Which lines in the rows below contain the word "marble", matching case exactly? Pick out each such line and copy it in full.
● ● ● ●
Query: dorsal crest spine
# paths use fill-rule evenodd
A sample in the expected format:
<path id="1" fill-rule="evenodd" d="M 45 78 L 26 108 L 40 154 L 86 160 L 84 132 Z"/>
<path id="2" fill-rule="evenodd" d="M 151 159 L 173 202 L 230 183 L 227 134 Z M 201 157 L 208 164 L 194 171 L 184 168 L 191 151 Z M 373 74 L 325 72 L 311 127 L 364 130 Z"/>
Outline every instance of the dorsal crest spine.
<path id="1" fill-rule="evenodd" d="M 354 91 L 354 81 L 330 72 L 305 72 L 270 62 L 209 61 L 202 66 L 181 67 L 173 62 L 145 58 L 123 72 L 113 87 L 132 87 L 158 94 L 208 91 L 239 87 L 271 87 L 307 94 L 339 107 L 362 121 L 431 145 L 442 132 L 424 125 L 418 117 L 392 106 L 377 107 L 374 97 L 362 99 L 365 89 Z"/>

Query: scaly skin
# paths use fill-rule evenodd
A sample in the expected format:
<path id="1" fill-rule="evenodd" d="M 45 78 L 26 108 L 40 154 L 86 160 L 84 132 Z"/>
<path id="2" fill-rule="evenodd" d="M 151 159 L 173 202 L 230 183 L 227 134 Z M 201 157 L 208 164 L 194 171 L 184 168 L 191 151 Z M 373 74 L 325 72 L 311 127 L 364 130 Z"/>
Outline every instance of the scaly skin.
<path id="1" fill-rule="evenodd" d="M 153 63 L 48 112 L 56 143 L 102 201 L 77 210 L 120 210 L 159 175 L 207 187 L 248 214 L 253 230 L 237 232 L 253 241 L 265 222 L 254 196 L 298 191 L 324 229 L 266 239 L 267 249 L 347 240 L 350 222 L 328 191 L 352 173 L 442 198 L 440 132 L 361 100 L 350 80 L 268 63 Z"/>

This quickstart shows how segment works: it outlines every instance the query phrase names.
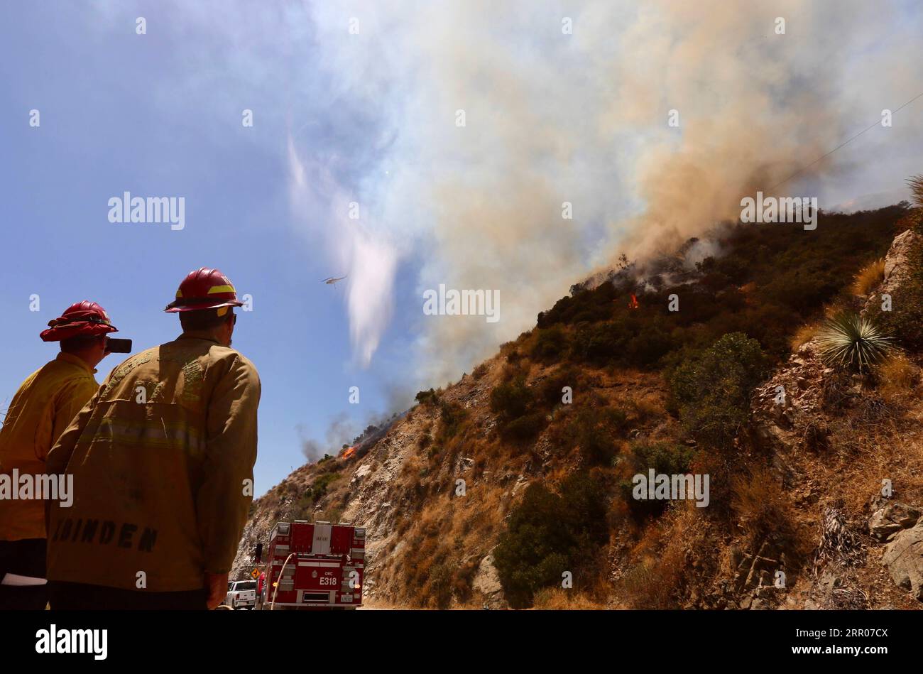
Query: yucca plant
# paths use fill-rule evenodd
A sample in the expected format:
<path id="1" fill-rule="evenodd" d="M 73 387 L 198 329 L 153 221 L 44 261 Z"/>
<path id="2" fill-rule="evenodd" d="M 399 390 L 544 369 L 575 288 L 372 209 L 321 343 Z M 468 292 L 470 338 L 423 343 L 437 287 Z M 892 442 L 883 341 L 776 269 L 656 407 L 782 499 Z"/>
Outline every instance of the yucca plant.
<path id="1" fill-rule="evenodd" d="M 923 175 L 907 178 L 907 186 L 913 195 L 914 205 L 923 208 Z"/>
<path id="2" fill-rule="evenodd" d="M 893 349 L 893 339 L 869 319 L 844 313 L 829 319 L 818 333 L 821 359 L 826 365 L 839 365 L 867 372 L 869 367 Z"/>

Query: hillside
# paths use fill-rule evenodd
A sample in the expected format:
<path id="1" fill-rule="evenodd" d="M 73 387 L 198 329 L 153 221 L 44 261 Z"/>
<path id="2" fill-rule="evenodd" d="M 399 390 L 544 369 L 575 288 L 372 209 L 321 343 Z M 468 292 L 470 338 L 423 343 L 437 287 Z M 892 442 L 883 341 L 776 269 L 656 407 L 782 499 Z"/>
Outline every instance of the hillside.
<path id="1" fill-rule="evenodd" d="M 905 203 L 728 224 L 577 283 L 354 455 L 255 501 L 234 572 L 277 520 L 313 519 L 367 528 L 382 607 L 919 608 L 918 227 Z M 821 362 L 842 310 L 902 355 Z M 651 469 L 707 475 L 707 507 L 633 498 Z"/>

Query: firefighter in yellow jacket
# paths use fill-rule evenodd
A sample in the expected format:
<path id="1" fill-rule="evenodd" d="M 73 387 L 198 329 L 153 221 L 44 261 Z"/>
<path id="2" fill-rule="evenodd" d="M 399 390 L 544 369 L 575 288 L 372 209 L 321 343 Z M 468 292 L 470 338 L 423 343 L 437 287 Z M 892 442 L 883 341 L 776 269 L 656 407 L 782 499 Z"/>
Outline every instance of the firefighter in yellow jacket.
<path id="1" fill-rule="evenodd" d="M 48 520 L 56 608 L 213 608 L 253 500 L 259 378 L 231 348 L 242 306 L 218 270 L 166 308 L 183 333 L 128 358 L 65 430 L 49 471 L 73 475 Z"/>
<path id="2" fill-rule="evenodd" d="M 16 391 L 0 430 L 0 609 L 42 609 L 45 581 L 44 498 L 66 499 L 66 484 L 50 481 L 45 459 L 99 384 L 96 366 L 108 355 L 115 327 L 105 309 L 71 305 L 40 335 L 61 353 Z M 46 494 L 50 490 L 53 493 Z"/>

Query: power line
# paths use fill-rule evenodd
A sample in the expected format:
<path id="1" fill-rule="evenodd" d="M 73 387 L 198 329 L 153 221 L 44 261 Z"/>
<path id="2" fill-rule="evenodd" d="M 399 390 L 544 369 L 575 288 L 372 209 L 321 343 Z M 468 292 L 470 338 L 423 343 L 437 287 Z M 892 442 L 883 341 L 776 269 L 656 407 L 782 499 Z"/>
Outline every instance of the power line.
<path id="1" fill-rule="evenodd" d="M 905 108 L 907 105 L 909 105 L 910 103 L 912 103 L 914 101 L 916 101 L 917 99 L 918 99 L 920 96 L 923 96 L 923 91 L 920 91 L 918 94 L 917 94 L 912 99 L 910 99 L 905 103 L 904 103 L 901 107 L 897 108 L 897 110 L 894 110 L 892 113 L 892 114 L 894 114 L 895 113 L 899 112 L 903 108 Z M 821 157 L 818 157 L 817 159 L 815 159 L 813 162 L 811 162 L 807 166 L 803 166 L 802 168 L 798 169 L 794 174 L 792 174 L 791 175 L 789 175 L 787 178 L 785 178 L 785 180 L 783 180 L 781 183 L 776 183 L 775 185 L 773 185 L 772 187 L 770 187 L 766 191 L 772 192 L 773 189 L 775 189 L 776 187 L 778 187 L 780 185 L 785 185 L 785 183 L 787 183 L 789 180 L 791 180 L 792 178 L 796 177 L 797 175 L 800 175 L 805 171 L 807 171 L 811 166 L 813 166 L 815 163 L 817 163 L 818 162 L 820 162 L 821 159 L 825 159 L 826 157 L 829 157 L 830 155 L 832 155 L 833 152 L 835 152 L 837 150 L 839 150 L 843 146 L 847 145 L 848 143 L 851 143 L 853 140 L 855 140 L 856 138 L 857 138 L 859 136 L 861 136 L 862 134 L 864 134 L 866 131 L 869 131 L 869 130 L 874 128 L 875 126 L 877 126 L 881 123 L 881 120 L 878 120 L 877 122 L 875 122 L 874 124 L 872 124 L 870 126 L 862 129 L 861 131 L 859 131 L 857 134 L 856 134 L 852 138 L 847 138 L 846 140 L 844 140 L 842 143 L 840 143 L 839 145 L 837 145 L 835 148 L 833 148 L 833 150 L 831 150 L 826 154 L 824 154 L 824 155 L 822 155 Z"/>

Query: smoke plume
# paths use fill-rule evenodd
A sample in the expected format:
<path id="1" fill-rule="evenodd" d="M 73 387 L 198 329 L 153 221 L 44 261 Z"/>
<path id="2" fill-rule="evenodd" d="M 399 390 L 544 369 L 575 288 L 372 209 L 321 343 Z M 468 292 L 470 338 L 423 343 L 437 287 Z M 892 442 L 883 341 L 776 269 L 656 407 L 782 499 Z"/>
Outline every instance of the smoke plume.
<path id="1" fill-rule="evenodd" d="M 335 251 L 354 274 L 357 354 L 371 361 L 402 265 L 418 272 L 419 306 L 439 283 L 500 291 L 497 324 L 420 316 L 420 375 L 433 384 L 531 328 L 620 252 L 643 259 L 736 221 L 757 190 L 842 190 L 858 164 L 848 151 L 776 186 L 923 89 L 909 5 L 358 7 L 314 9 L 323 66 L 380 115 L 385 138 L 381 170 L 362 183 L 369 220 Z M 918 142 L 918 116 L 905 116 L 905 142 Z M 881 131 L 868 142 L 883 142 Z"/>

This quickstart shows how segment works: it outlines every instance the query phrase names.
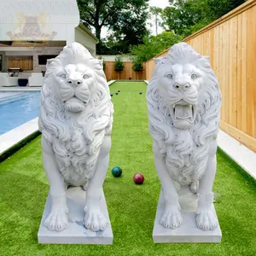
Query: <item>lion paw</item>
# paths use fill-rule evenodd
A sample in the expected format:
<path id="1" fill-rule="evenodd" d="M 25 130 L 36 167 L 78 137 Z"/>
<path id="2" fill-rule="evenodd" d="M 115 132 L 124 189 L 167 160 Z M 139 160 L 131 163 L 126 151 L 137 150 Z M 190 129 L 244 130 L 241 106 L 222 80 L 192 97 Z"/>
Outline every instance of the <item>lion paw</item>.
<path id="1" fill-rule="evenodd" d="M 181 184 L 177 182 L 174 182 L 174 187 L 177 192 L 180 191 L 181 189 Z"/>
<path id="2" fill-rule="evenodd" d="M 176 229 L 183 224 L 183 217 L 178 208 L 166 208 L 160 224 L 166 229 Z"/>
<path id="3" fill-rule="evenodd" d="M 44 221 L 44 226 L 49 230 L 61 231 L 68 227 L 67 209 L 54 210 Z"/>
<path id="4" fill-rule="evenodd" d="M 213 230 L 218 227 L 218 219 L 212 210 L 202 211 L 196 216 L 196 225 L 199 229 Z"/>
<path id="5" fill-rule="evenodd" d="M 199 181 L 196 180 L 193 182 L 192 184 L 190 185 L 190 191 L 194 194 L 197 194 L 198 189 L 199 189 Z"/>
<path id="6" fill-rule="evenodd" d="M 84 209 L 84 226 L 92 231 L 104 231 L 108 225 L 108 219 L 103 216 L 100 210 Z"/>

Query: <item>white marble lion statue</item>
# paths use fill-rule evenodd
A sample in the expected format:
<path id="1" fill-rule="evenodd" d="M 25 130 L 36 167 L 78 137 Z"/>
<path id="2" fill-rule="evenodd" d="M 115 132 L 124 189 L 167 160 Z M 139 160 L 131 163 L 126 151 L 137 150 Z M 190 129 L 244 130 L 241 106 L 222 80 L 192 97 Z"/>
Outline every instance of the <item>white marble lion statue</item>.
<path id="1" fill-rule="evenodd" d="M 39 130 L 51 212 L 44 225 L 57 231 L 67 228 L 65 190 L 81 186 L 87 190 L 85 227 L 104 230 L 108 221 L 99 201 L 108 167 L 113 109 L 102 62 L 73 43 L 49 60 L 46 69 Z"/>
<path id="2" fill-rule="evenodd" d="M 221 93 L 209 58 L 185 43 L 174 44 L 155 67 L 147 90 L 149 132 L 165 211 L 160 224 L 183 224 L 177 192 L 189 186 L 198 194 L 197 227 L 214 230 L 212 183 Z"/>

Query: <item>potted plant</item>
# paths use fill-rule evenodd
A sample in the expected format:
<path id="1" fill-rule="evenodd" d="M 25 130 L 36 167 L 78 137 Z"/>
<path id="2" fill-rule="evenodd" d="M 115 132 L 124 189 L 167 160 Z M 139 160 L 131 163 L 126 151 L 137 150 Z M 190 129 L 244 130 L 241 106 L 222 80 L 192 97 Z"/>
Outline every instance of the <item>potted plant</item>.
<path id="1" fill-rule="evenodd" d="M 114 61 L 114 70 L 115 71 L 123 71 L 124 70 L 124 62 L 122 61 L 121 56 L 116 56 Z"/>

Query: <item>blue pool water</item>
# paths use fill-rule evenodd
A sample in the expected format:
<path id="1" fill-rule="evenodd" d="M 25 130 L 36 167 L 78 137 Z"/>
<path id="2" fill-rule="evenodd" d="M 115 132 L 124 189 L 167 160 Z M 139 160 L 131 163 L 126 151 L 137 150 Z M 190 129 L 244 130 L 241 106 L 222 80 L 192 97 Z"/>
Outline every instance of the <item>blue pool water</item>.
<path id="1" fill-rule="evenodd" d="M 38 116 L 40 91 L 0 91 L 0 135 Z"/>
● ● ● ●
## Answer to this exercise:
Query: <item>white marble lion statue</item>
Outline every instance of the <item>white marble lion statue</item>.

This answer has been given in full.